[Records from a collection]
┌──

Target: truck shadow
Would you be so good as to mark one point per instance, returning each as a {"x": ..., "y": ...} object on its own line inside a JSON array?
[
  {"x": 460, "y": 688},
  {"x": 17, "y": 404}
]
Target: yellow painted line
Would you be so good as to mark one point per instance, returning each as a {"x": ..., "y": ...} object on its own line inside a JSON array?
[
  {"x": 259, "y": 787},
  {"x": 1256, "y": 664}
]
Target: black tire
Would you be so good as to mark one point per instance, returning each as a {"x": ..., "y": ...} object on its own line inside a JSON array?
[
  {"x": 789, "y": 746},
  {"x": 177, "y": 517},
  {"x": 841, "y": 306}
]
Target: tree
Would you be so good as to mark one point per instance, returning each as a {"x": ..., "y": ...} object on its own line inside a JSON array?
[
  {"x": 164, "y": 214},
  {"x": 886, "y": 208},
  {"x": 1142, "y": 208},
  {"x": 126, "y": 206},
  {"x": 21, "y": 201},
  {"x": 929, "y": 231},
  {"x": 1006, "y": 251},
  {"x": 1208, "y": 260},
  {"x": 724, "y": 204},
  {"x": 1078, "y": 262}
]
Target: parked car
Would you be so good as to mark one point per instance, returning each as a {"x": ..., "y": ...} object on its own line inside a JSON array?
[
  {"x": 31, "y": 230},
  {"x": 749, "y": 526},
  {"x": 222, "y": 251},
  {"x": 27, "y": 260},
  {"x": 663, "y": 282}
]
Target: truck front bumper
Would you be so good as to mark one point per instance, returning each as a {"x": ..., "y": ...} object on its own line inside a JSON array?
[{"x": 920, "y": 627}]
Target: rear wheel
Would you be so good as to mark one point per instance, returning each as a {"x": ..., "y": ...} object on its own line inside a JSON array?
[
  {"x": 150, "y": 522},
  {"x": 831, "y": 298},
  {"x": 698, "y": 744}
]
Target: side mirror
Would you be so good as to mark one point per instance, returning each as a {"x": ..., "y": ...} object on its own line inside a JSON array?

└──

Lines from the beginning of the data above through the line containing "Target: tree" are to be returned exactly, and no others.

Target: truck shadow
Would you be so good as to mark one point per instance, returning each as a {"x": ..., "y": ...} object on its own line inside a JSON array?
[
  {"x": 460, "y": 688},
  {"x": 17, "y": 404}
]
Target: yellow painted line
Would you be so good as to mark one point per instance, returning each as a {"x": ..., "y": ...} object on its own line inside a JSON array?
[
  {"x": 259, "y": 787},
  {"x": 1256, "y": 664}
]
Target: black tire
Would you be so good as to mark one point per instance, returning each as a {"x": ..., "y": ...} object on its own line inside a JSON array?
[
  {"x": 789, "y": 746},
  {"x": 177, "y": 517},
  {"x": 841, "y": 306}
]
Target: tree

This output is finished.